Image-grounded pointing data
::::::::

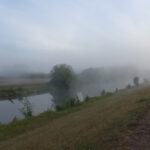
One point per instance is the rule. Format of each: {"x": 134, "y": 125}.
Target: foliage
{"x": 87, "y": 98}
{"x": 61, "y": 77}
{"x": 136, "y": 81}
{"x": 103, "y": 93}
{"x": 128, "y": 86}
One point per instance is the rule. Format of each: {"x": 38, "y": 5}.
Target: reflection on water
{"x": 9, "y": 109}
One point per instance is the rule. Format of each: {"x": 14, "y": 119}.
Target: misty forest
{"x": 74, "y": 75}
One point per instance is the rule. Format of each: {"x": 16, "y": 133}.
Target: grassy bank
{"x": 100, "y": 123}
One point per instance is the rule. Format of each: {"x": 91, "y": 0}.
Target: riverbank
{"x": 18, "y": 88}
{"x": 100, "y": 123}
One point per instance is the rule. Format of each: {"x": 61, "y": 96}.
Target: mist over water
{"x": 110, "y": 38}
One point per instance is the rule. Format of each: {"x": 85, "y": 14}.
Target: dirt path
{"x": 141, "y": 138}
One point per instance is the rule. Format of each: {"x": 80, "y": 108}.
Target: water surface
{"x": 9, "y": 109}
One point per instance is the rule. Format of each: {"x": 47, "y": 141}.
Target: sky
{"x": 35, "y": 35}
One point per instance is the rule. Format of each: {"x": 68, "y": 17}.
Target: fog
{"x": 37, "y": 34}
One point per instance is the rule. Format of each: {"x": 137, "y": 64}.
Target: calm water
{"x": 11, "y": 109}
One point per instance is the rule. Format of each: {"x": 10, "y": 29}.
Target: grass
{"x": 100, "y": 123}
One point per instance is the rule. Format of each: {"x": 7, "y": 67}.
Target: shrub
{"x": 27, "y": 109}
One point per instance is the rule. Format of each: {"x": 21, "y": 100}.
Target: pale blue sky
{"x": 41, "y": 33}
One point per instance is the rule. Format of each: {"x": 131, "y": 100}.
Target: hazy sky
{"x": 37, "y": 34}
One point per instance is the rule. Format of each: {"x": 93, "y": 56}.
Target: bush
{"x": 87, "y": 98}
{"x": 27, "y": 109}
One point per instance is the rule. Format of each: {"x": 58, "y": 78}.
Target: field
{"x": 102, "y": 123}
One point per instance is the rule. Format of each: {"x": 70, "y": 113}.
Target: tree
{"x": 61, "y": 80}
{"x": 136, "y": 81}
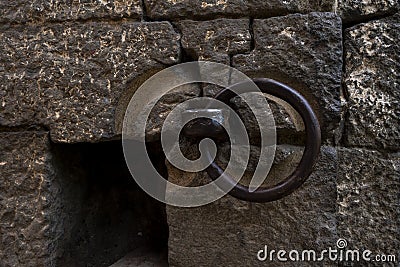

::::::::

What to work on
From the line with "Target: shrub" to the final line of the records, inclusive, set down the lines exactly and add nothing; leave every picture out.

Your response
Target: shrub
{"x": 27, "y": 109}
One point per instance is the rule. Format of each: {"x": 21, "y": 100}.
Target: pale blue sky
{"x": 41, "y": 33}
One point per instance is the rule. Format of each: {"x": 131, "y": 100}.
Target: hazy sky
{"x": 37, "y": 34}
One point per instance is the rule. Format of each: {"x": 93, "y": 56}.
Target: bush
{"x": 87, "y": 98}
{"x": 27, "y": 109}
One point per instance is the rule. Format of each: {"x": 58, "y": 78}.
Target: field
{"x": 102, "y": 123}
One point per instance is the rule. Format of each: {"x": 70, "y": 113}.
Target: tree
{"x": 61, "y": 80}
{"x": 136, "y": 81}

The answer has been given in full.